How many of the lines below contain the word "blue"? Only the number is wanted.

Collected data entries:

○ ○ ○ ○ ○

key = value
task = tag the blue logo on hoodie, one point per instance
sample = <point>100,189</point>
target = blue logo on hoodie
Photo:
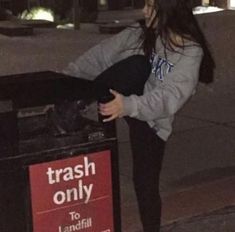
<point>160,66</point>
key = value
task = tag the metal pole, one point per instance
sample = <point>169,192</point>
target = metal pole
<point>76,14</point>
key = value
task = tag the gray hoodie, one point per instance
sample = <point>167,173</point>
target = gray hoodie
<point>170,84</point>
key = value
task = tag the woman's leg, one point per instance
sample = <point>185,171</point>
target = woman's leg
<point>147,150</point>
<point>128,77</point>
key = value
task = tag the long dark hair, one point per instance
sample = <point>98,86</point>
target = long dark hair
<point>176,17</point>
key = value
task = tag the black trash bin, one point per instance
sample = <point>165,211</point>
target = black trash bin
<point>48,182</point>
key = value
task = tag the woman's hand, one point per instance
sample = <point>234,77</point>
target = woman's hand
<point>114,108</point>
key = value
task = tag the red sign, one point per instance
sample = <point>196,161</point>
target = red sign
<point>73,194</point>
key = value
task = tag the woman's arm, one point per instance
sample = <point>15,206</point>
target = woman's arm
<point>164,100</point>
<point>103,55</point>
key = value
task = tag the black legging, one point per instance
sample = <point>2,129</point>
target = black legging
<point>128,77</point>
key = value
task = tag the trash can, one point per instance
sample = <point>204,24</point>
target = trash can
<point>48,182</point>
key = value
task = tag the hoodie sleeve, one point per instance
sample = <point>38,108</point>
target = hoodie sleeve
<point>100,57</point>
<point>166,98</point>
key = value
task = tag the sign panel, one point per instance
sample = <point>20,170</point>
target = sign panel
<point>73,194</point>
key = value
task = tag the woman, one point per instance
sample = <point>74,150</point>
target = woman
<point>151,69</point>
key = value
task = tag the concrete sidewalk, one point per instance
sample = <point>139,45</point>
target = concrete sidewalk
<point>198,171</point>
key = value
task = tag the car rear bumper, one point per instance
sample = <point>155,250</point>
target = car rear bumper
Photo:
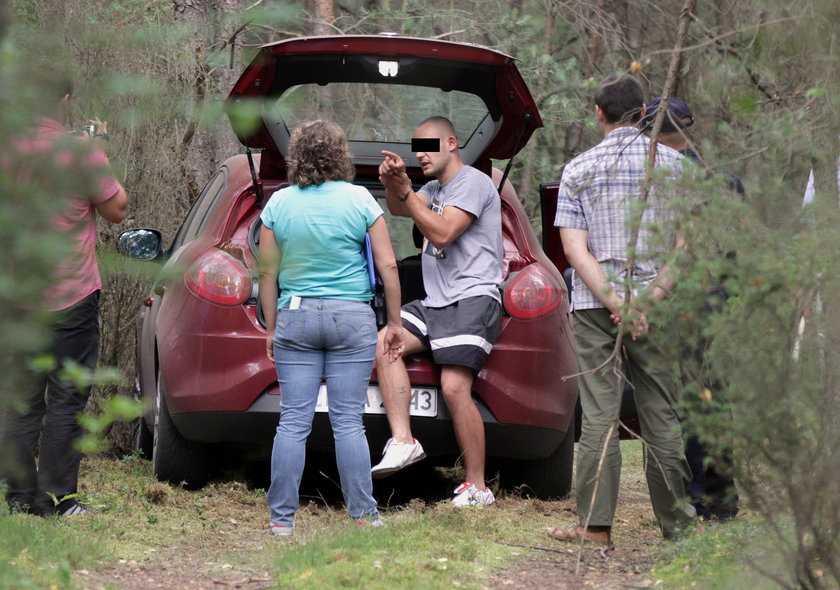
<point>258,424</point>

○ ○ ○ ○ ○

Result » 2